Task goal:
Report how many lines below contain the word "eyebrow", giving the number and no other words.

Supplied material section start

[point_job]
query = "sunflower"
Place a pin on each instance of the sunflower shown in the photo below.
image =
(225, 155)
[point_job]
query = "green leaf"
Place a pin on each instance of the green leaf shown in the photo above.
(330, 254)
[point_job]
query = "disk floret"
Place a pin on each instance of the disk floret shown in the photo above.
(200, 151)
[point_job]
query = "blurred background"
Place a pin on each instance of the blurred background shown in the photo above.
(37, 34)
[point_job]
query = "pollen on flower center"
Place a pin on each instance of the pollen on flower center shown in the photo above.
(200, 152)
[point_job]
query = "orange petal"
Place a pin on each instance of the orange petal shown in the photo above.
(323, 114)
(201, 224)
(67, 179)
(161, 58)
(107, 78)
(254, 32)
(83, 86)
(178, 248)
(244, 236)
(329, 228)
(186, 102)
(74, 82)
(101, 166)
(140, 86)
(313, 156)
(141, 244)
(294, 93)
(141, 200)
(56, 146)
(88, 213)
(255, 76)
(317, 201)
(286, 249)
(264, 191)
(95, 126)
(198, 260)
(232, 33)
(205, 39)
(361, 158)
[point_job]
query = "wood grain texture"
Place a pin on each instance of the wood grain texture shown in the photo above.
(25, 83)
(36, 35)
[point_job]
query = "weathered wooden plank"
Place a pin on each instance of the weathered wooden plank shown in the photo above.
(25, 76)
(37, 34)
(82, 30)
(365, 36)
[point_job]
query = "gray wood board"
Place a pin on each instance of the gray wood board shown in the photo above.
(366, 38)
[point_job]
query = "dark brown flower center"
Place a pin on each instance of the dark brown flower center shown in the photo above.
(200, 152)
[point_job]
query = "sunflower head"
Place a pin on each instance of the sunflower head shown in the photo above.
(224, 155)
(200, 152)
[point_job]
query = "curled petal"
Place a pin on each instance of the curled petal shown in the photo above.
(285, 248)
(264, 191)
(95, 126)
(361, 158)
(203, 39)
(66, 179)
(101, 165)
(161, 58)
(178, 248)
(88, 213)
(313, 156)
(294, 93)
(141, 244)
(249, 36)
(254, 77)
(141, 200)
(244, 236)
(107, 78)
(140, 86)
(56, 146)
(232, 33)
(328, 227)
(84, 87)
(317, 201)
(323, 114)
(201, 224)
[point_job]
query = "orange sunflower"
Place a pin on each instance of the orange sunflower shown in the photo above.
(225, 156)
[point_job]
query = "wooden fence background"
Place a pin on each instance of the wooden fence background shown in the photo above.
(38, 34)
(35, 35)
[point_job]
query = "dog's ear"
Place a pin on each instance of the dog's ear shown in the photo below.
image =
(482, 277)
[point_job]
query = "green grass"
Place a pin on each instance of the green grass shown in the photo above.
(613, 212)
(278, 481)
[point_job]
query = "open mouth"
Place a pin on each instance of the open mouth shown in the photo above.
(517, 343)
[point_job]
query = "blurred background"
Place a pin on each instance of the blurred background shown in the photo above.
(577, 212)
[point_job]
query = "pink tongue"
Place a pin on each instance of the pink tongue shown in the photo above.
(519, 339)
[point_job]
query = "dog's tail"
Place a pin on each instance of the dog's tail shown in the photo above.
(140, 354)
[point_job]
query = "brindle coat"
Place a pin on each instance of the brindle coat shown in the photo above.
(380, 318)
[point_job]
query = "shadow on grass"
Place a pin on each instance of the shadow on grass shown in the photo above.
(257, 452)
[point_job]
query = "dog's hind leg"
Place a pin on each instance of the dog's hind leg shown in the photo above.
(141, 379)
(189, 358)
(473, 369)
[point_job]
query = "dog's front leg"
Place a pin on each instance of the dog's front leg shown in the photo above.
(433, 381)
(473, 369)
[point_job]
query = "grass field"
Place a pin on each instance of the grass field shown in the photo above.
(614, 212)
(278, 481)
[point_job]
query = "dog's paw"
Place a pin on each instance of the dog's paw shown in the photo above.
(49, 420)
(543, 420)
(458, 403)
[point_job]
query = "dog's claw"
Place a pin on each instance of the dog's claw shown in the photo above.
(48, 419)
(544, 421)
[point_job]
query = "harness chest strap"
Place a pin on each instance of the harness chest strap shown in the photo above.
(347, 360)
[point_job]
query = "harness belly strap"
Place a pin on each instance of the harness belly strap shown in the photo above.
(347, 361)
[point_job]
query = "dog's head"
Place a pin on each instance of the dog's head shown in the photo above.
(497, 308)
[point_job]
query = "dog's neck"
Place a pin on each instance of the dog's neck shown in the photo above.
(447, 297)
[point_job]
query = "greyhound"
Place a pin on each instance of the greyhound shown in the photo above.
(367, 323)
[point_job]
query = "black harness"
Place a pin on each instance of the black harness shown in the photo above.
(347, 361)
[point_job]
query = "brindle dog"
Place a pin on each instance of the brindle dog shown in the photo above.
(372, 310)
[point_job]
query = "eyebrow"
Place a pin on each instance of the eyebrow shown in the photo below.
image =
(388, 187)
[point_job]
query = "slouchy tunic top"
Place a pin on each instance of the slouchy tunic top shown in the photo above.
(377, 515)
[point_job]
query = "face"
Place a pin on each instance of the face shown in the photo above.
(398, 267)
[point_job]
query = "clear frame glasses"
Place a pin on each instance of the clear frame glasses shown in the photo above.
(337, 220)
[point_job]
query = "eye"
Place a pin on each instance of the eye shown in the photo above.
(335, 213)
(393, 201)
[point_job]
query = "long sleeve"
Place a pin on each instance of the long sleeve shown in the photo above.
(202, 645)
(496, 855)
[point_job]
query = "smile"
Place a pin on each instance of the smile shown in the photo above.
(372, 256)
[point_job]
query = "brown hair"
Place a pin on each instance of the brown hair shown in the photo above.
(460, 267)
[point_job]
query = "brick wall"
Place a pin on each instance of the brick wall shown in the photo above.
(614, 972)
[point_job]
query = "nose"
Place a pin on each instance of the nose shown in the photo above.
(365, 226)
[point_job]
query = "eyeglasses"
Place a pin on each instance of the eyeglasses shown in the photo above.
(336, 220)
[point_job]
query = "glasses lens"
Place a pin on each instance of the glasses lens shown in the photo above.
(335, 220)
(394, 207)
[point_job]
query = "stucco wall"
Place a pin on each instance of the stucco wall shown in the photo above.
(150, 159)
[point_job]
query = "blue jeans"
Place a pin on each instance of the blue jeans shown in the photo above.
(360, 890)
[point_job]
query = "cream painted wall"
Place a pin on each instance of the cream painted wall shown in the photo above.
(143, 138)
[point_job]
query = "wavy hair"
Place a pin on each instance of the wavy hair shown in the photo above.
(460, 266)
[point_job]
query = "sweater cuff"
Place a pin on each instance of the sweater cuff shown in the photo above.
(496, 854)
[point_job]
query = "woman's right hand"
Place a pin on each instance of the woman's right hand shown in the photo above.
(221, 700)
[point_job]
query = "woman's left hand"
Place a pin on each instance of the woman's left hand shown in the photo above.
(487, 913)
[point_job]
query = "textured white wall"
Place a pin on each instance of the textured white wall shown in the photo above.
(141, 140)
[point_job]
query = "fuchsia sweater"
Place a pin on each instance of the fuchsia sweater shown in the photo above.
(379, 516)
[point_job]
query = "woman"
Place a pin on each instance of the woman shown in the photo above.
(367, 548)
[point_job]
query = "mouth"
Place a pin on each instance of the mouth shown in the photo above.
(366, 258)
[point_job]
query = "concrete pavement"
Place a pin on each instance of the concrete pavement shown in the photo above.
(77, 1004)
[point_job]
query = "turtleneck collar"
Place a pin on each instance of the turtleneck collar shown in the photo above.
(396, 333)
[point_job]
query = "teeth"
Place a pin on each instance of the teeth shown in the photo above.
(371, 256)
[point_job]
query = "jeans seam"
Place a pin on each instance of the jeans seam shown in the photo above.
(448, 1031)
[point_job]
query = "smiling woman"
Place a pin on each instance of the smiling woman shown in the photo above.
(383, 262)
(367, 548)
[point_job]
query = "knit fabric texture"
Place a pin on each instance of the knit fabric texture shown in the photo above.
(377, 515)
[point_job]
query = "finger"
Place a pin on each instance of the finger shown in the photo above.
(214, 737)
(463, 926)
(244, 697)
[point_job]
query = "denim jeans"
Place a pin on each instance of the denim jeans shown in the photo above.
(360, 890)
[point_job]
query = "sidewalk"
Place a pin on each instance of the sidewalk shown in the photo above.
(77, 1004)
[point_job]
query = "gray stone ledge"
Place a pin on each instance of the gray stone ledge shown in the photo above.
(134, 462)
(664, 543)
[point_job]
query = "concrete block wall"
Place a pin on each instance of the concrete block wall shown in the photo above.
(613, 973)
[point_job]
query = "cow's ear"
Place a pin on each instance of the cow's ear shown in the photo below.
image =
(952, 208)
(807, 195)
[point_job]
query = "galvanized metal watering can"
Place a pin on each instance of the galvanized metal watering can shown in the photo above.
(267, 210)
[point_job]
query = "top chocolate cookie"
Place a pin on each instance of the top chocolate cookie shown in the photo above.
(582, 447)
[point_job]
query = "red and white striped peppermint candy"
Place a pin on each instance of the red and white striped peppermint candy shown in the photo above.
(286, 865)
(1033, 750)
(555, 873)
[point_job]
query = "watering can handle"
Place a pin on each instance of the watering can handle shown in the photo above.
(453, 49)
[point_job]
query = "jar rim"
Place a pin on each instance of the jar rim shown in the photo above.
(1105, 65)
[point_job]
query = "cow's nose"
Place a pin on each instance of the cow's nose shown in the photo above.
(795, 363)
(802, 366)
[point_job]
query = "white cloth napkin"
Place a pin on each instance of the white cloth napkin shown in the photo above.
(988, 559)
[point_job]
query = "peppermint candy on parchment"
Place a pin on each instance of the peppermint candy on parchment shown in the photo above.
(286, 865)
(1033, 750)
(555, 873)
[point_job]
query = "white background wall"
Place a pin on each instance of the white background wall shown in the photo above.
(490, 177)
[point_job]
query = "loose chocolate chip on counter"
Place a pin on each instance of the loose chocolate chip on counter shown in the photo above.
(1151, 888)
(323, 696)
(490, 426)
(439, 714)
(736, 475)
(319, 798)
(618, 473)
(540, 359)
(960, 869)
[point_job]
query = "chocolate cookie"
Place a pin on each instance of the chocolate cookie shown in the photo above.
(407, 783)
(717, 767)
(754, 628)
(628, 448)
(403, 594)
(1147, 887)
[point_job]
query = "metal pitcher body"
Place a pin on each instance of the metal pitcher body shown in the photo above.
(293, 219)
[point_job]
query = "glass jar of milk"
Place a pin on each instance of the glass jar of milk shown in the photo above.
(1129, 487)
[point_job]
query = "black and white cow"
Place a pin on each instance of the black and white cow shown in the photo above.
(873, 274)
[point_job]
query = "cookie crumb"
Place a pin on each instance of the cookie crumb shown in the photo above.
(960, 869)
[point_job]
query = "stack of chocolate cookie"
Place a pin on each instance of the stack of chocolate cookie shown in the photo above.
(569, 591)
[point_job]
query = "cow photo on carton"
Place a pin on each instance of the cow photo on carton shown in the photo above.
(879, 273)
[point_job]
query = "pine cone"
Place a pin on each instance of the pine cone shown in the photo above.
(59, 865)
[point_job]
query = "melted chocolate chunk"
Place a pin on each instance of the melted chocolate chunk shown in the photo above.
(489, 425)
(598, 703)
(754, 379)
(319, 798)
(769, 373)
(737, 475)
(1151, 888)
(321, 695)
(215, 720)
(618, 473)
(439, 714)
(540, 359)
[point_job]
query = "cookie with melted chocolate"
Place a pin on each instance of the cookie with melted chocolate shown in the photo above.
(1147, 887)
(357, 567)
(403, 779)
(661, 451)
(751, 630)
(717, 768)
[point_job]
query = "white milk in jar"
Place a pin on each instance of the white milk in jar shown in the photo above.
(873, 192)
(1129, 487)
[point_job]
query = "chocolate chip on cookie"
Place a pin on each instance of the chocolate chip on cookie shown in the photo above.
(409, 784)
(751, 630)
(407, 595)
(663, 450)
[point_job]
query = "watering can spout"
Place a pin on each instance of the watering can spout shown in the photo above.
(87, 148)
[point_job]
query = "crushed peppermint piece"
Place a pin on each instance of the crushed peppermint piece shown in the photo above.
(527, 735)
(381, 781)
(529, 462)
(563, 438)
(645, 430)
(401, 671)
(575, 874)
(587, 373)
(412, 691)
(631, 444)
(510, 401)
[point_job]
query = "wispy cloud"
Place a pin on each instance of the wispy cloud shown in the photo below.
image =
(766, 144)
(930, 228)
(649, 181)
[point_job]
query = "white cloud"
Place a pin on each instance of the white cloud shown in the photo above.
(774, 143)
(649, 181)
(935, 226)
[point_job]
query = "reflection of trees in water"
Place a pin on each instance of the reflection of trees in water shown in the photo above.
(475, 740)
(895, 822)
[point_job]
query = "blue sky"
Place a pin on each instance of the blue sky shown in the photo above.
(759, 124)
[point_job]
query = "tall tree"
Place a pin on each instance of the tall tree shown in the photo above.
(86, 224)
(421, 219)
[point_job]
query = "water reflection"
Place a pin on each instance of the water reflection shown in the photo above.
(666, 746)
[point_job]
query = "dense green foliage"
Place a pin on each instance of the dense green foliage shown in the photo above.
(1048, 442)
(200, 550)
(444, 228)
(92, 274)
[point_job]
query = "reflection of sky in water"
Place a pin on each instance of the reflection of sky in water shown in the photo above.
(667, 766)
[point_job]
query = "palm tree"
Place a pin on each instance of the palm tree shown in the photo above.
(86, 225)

Supplied material section end

Task result:
2